* Start THE DATA *

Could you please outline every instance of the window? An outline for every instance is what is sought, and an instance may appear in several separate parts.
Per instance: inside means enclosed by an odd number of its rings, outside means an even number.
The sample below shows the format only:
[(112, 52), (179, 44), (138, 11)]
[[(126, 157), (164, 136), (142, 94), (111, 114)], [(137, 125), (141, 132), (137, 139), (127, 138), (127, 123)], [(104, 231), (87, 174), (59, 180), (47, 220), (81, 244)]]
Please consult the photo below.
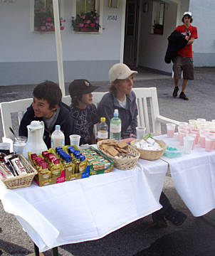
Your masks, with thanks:
[(72, 26), (75, 32), (101, 31), (100, 15), (103, 9), (102, 0), (76, 0), (75, 11), (73, 11)]
[[(62, 1), (59, 1), (59, 11), (62, 9)], [(61, 16), (60, 15), (60, 17)], [(65, 20), (61, 18), (61, 30), (64, 29)], [(35, 0), (33, 3), (33, 31), (54, 31), (53, 0)]]
[(77, 0), (76, 1), (76, 14), (90, 12), (95, 9), (95, 0)]
[(162, 1), (153, 1), (152, 33), (163, 34), (164, 23), (165, 4)]

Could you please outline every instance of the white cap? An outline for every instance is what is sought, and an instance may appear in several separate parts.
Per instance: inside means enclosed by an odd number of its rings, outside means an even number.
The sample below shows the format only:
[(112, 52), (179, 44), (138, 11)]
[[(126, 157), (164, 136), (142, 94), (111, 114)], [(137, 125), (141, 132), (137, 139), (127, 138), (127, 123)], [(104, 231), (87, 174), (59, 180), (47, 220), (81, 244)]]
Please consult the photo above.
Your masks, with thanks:
[(112, 66), (109, 70), (109, 80), (112, 82), (116, 79), (126, 79), (131, 75), (137, 73), (137, 71), (131, 70), (127, 65), (117, 63)]
[(191, 12), (191, 11), (185, 11), (185, 13), (184, 13), (184, 15), (183, 15), (183, 17), (184, 17), (185, 15), (188, 15), (188, 16), (189, 16), (190, 17), (192, 16), (192, 12)]

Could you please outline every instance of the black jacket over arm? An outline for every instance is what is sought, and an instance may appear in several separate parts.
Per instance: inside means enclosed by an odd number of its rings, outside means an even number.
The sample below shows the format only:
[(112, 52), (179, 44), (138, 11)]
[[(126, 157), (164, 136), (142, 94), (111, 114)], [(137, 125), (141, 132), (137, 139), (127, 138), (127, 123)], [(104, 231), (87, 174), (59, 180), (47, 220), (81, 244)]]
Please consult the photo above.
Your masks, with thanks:
[(168, 47), (165, 55), (165, 63), (169, 64), (177, 55), (178, 51), (187, 44), (185, 36), (177, 31), (174, 31), (168, 37)]

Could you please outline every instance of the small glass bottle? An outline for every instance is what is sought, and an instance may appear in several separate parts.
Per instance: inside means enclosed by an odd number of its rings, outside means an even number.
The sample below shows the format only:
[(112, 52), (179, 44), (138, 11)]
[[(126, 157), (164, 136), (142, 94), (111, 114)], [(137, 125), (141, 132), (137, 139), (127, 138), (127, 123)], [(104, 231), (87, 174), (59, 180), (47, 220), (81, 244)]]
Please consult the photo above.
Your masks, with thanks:
[(114, 110), (113, 117), (110, 119), (110, 139), (121, 139), (121, 120), (119, 118), (118, 110)]

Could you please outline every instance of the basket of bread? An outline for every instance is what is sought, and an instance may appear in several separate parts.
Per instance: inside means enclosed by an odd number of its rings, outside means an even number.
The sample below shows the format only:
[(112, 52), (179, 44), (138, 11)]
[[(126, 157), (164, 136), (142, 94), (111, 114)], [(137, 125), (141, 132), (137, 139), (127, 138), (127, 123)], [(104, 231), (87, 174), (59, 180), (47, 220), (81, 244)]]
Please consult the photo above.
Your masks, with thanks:
[(114, 166), (120, 170), (133, 169), (140, 157), (140, 152), (122, 141), (103, 139), (97, 143), (98, 148), (114, 161)]
[(165, 152), (167, 144), (162, 140), (152, 138), (149, 134), (144, 139), (135, 139), (130, 144), (140, 153), (140, 158), (145, 160), (156, 160)]

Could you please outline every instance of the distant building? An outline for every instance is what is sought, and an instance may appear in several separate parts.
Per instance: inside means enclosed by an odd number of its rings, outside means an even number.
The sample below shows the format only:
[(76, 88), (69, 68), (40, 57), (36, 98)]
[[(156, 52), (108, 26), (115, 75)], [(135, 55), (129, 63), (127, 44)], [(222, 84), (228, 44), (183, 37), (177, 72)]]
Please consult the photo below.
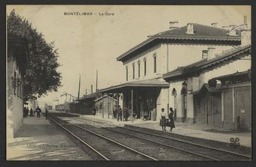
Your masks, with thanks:
[(8, 36), (7, 136), (14, 137), (23, 122), (23, 82), (29, 61), (28, 44), (18, 37)]
[(75, 100), (75, 103), (69, 103), (69, 111), (66, 112), (78, 113), (81, 115), (91, 115), (93, 109), (95, 107), (95, 100), (96, 99), (96, 94), (93, 93), (83, 97), (80, 97), (79, 100)]
[[(124, 107), (133, 109), (137, 118), (142, 118), (145, 112), (153, 115), (151, 112), (154, 109), (160, 115), (162, 108), (168, 111), (169, 107), (184, 110), (181, 113), (186, 114), (187, 97), (182, 95), (175, 100), (176, 103), (183, 103), (182, 108), (178, 107), (181, 104), (175, 106), (171, 103), (171, 97), (175, 94), (172, 92), (173, 83), (167, 82), (163, 74), (202, 59), (213, 58), (215, 54), (239, 46), (240, 35), (240, 32), (231, 34), (228, 30), (215, 25), (196, 23), (160, 32), (117, 57), (117, 60), (123, 64), (125, 82), (104, 88), (99, 93), (119, 94), (118, 104), (123, 109)], [(178, 84), (177, 94), (181, 83)], [(176, 111), (177, 114), (179, 112)], [(184, 115), (178, 116), (181, 119), (184, 118)]]
[(113, 109), (117, 100), (112, 97), (105, 95), (95, 100), (95, 106), (97, 114), (105, 113), (106, 118), (114, 118)]
[(251, 130), (250, 39), (245, 30), (241, 46), (163, 74), (177, 121)]

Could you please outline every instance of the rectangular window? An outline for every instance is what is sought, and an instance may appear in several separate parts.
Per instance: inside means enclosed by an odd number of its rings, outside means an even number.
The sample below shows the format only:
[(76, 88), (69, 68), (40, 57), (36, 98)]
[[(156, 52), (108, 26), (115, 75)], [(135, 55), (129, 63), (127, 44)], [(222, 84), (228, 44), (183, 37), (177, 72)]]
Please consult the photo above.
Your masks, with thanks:
[(205, 59), (208, 58), (208, 50), (203, 50), (202, 58)]
[(135, 64), (133, 64), (133, 79), (135, 79)]
[(19, 77), (17, 77), (17, 95), (18, 96), (18, 97), (20, 97), (20, 85), (19, 85)]
[(126, 81), (128, 81), (128, 67), (126, 67)]
[(147, 60), (144, 60), (144, 76), (147, 74)]
[(16, 94), (16, 85), (17, 85), (16, 71), (14, 72), (14, 79), (13, 80), (14, 94)]
[(184, 95), (184, 109), (187, 109), (187, 95)]
[(138, 77), (141, 77), (141, 64), (138, 63)]
[(154, 73), (157, 73), (157, 55), (154, 55)]

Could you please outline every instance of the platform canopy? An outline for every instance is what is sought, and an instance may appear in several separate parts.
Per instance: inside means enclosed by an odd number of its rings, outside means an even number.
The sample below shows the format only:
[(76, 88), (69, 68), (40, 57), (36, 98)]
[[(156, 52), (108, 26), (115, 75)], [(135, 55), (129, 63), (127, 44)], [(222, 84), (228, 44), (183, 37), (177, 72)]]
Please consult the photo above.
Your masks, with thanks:
[(126, 82), (99, 90), (97, 93), (122, 93), (123, 91), (139, 88), (169, 88), (169, 83), (164, 80), (151, 79)]

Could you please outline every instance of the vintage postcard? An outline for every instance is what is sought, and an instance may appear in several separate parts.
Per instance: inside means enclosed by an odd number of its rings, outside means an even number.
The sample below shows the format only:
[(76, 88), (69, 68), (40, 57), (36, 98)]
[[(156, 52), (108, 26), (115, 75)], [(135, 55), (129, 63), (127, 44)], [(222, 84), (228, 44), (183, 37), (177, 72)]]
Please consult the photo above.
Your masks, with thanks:
[(251, 6), (6, 16), (8, 161), (251, 161)]

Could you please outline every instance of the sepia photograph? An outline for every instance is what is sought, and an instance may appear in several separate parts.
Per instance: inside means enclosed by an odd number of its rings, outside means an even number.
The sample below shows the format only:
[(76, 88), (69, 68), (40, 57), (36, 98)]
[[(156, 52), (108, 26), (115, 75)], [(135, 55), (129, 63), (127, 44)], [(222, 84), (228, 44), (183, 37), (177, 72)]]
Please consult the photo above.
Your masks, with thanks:
[(7, 161), (252, 160), (250, 5), (5, 7)]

* End THE DATA *

* EXERCISE: Above are the rows. Copy the lines verbatim, from the line with "Could you please outline every instance of the white" up to and including the line with "16), (192, 12)]".

* SOLUTION TO THIS EXERCISE:
Could you please outline every instance of the white cap? An outline for every instance is what is sought, and an instance may appear in several separate parts.
Per instance: inside means enclosed by an odd number of its rings, outside means an even number.
The sample below shows the format only:
[(112, 52), (179, 44), (138, 11)]
[[(126, 157), (164, 136), (142, 94), (111, 114)], [(137, 125), (141, 132), (137, 139), (127, 138), (127, 123)], [(104, 231), (87, 174), (59, 180), (47, 220), (81, 244)]]
Please consult the photo above.
Your masks, with thanks:
[(112, 66), (109, 70), (109, 80), (112, 82), (116, 79), (126, 79), (131, 75), (137, 73), (137, 71), (131, 70), (127, 65), (117, 63)]
[(191, 12), (191, 11), (185, 11), (185, 13), (184, 13), (184, 15), (183, 15), (183, 17), (184, 17), (185, 15), (188, 15), (188, 16), (189, 16), (190, 17), (192, 16), (192, 12)]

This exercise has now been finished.